(Entries on locating named things)

■ ■ ■ ■ ■ ■ ■

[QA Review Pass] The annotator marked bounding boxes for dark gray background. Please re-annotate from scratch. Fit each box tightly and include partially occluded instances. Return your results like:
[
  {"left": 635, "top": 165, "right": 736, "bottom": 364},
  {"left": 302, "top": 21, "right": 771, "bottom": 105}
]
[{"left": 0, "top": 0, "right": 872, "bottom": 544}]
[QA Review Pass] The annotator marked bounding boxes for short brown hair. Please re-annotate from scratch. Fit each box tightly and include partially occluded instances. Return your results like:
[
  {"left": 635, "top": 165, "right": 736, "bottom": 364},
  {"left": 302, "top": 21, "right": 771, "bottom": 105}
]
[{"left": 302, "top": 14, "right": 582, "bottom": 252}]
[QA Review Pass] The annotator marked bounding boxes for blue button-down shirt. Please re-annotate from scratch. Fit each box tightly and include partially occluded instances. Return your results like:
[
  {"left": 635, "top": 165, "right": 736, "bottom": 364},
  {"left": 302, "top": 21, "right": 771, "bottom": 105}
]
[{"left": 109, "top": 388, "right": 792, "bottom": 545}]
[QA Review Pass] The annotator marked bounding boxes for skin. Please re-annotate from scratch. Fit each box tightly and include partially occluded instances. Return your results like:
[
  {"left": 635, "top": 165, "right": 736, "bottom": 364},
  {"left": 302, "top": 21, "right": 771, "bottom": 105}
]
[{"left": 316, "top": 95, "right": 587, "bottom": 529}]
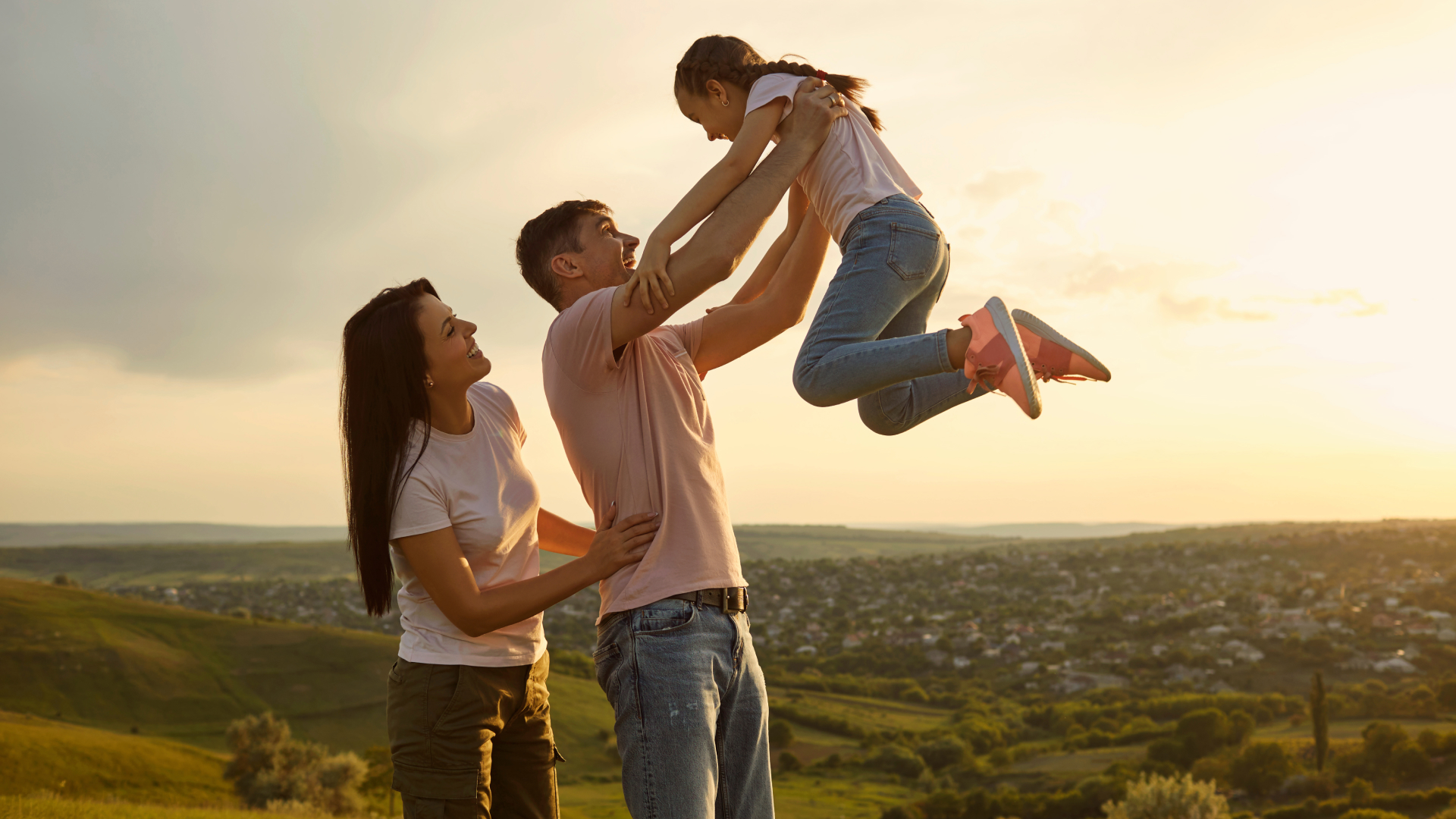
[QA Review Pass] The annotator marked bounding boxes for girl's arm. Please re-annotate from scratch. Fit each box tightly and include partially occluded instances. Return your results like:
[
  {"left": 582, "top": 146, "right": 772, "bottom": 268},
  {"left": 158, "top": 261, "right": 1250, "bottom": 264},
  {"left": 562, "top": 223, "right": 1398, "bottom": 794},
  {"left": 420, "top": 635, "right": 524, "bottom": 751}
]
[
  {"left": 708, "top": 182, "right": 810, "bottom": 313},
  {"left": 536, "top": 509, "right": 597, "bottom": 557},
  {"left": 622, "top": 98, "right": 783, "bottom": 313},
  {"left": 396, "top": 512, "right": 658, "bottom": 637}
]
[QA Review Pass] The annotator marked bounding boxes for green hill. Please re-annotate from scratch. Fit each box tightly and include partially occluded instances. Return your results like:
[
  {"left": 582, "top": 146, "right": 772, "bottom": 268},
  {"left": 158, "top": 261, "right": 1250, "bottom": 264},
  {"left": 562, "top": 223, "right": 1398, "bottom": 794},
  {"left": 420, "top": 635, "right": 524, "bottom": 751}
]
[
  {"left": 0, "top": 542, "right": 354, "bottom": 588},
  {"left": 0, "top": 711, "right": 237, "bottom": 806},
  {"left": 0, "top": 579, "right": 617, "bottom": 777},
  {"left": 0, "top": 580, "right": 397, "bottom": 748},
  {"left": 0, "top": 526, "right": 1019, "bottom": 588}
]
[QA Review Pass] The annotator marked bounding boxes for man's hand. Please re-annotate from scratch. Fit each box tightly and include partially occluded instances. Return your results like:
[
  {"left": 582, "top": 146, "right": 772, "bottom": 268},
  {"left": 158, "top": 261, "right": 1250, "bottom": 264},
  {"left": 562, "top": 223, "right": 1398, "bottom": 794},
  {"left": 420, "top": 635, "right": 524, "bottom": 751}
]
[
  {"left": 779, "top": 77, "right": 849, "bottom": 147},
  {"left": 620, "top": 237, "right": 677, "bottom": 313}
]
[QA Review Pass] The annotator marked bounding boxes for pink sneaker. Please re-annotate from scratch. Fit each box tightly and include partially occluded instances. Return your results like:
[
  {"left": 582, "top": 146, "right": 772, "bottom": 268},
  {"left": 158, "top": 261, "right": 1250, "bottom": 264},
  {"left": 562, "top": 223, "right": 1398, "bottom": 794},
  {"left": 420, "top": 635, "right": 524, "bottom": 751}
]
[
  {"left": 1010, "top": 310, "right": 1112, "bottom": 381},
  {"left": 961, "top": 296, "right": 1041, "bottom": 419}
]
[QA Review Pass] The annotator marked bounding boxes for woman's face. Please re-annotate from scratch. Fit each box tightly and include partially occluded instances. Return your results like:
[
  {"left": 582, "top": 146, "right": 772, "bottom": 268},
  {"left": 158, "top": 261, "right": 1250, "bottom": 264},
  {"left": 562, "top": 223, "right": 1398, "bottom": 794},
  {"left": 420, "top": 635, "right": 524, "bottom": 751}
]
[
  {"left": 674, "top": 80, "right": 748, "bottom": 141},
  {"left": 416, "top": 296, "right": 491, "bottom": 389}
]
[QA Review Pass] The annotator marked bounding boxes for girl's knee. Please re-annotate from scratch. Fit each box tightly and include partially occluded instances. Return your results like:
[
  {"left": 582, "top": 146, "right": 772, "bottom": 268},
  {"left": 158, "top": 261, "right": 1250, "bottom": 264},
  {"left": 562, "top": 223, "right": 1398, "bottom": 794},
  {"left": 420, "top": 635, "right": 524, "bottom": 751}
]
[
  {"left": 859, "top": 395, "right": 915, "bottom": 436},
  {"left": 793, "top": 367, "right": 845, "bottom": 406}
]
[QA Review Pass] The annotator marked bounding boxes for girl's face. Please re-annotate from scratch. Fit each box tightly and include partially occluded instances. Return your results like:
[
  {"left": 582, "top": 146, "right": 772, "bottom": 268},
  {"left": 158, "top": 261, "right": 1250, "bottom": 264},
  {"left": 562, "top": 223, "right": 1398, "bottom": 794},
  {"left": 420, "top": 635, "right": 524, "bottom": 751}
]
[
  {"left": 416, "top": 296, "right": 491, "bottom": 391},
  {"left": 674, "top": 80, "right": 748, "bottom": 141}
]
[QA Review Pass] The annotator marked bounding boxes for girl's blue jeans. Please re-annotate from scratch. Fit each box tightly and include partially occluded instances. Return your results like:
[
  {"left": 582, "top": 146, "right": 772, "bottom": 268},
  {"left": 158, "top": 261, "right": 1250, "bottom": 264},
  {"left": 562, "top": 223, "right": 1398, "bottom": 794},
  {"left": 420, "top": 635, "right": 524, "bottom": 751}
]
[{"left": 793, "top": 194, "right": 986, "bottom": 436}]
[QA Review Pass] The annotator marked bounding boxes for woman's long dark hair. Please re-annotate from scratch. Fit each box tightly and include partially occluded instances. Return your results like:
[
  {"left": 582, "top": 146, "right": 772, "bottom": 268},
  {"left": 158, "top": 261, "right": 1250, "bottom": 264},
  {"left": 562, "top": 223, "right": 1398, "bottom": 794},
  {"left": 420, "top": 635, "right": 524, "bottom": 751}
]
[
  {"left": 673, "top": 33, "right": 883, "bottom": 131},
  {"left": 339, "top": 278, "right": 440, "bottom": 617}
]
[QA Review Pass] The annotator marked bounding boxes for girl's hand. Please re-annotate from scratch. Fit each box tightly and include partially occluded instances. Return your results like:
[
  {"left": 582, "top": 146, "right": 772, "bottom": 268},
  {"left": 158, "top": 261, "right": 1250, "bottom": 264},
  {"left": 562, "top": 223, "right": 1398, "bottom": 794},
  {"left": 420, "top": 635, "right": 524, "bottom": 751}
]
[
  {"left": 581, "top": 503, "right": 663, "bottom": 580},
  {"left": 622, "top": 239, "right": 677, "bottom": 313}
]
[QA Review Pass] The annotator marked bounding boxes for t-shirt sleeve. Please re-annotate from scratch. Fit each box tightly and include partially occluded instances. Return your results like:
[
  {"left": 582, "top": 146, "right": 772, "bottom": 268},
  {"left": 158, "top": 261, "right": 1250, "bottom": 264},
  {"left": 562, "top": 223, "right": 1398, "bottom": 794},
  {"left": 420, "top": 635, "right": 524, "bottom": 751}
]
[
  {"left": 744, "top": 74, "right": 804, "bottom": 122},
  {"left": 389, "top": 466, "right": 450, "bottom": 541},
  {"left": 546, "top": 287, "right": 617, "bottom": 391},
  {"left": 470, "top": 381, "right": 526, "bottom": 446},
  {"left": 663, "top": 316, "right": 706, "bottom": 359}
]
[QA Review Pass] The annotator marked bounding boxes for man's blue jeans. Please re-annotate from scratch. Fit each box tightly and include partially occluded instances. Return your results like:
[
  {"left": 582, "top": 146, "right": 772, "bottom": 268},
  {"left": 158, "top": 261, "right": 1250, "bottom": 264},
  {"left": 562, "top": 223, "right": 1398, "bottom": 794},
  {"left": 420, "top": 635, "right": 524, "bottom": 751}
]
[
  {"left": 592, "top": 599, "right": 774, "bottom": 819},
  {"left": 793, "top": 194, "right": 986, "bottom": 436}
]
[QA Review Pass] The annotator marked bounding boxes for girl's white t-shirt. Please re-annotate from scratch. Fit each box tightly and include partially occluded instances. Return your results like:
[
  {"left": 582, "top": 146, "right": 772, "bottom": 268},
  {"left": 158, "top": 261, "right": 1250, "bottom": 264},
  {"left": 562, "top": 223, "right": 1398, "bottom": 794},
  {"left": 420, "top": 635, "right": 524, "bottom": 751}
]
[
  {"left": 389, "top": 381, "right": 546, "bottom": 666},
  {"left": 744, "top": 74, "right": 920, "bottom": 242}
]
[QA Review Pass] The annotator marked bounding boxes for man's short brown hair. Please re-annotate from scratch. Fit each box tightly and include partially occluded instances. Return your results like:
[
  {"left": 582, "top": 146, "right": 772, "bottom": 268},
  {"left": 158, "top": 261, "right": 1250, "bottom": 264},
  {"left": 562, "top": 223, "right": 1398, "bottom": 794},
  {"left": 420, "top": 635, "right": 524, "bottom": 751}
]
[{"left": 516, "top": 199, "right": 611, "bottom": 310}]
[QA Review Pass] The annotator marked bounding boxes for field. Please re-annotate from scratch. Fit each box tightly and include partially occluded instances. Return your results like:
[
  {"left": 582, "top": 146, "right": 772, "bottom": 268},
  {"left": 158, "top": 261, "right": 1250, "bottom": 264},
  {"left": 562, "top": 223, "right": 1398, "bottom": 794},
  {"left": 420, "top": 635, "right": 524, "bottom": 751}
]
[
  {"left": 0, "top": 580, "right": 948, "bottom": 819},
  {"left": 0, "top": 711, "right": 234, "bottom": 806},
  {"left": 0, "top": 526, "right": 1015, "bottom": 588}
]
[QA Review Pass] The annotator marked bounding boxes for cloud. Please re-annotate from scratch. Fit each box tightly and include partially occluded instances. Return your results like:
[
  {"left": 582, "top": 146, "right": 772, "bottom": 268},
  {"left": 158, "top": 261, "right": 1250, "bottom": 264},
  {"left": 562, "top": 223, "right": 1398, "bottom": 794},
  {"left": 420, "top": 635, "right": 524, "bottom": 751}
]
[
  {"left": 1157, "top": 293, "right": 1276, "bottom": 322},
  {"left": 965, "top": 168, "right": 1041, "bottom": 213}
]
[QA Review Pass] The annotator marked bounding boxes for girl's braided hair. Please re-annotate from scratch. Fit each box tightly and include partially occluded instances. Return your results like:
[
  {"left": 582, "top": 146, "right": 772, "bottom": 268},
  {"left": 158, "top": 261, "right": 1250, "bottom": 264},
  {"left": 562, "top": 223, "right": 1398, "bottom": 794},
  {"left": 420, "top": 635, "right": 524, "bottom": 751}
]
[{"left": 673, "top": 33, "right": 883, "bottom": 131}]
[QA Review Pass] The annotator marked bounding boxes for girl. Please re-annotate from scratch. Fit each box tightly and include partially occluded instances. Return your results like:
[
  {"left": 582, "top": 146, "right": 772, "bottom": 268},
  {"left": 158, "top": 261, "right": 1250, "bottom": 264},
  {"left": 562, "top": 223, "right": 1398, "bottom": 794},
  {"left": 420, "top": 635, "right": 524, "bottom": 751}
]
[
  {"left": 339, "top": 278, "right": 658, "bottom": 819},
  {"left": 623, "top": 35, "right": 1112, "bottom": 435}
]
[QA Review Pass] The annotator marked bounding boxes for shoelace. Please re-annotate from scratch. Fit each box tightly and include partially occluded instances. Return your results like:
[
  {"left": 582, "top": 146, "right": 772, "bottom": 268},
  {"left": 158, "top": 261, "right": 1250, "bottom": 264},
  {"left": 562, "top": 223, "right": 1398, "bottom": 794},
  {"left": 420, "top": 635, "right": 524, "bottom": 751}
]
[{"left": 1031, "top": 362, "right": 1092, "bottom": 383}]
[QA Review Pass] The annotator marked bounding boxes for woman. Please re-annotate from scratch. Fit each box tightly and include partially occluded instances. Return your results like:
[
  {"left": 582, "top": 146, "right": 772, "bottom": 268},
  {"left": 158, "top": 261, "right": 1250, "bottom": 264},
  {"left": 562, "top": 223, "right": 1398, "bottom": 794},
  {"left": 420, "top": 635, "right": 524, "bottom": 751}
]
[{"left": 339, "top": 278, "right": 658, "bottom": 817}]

■ ■ ■ ■ ■ ■ ■

Copy out the records from the line containing "boxes for shoelace." through the end, putting "partly hidden" wherever "partially occluded" appears and leaving everything else the same.

[QA Review Pass] The annotator marked bounding boxes for shoelace. Please re-annotate from scratch. Fit each box tightly and include partly hidden instances. Return your results like:
[
  {"left": 582, "top": 146, "right": 772, "bottom": 268},
  {"left": 158, "top": 261, "right": 1250, "bottom": 264},
  {"left": 562, "top": 223, "right": 1398, "bottom": 794},
  {"left": 420, "top": 635, "right": 524, "bottom": 751}
]
[{"left": 1031, "top": 362, "right": 1092, "bottom": 383}]
[QA Review Pass] The annotator marked bounding boxes for woman. Please re-annotate from scratch. Fit each box tightly and include partly hidden instances. Return your results like:
[
  {"left": 582, "top": 146, "right": 772, "bottom": 268},
  {"left": 158, "top": 261, "right": 1250, "bottom": 264},
  {"left": 562, "top": 223, "right": 1398, "bottom": 794},
  {"left": 420, "top": 635, "right": 524, "bottom": 751}
]
[{"left": 339, "top": 278, "right": 658, "bottom": 817}]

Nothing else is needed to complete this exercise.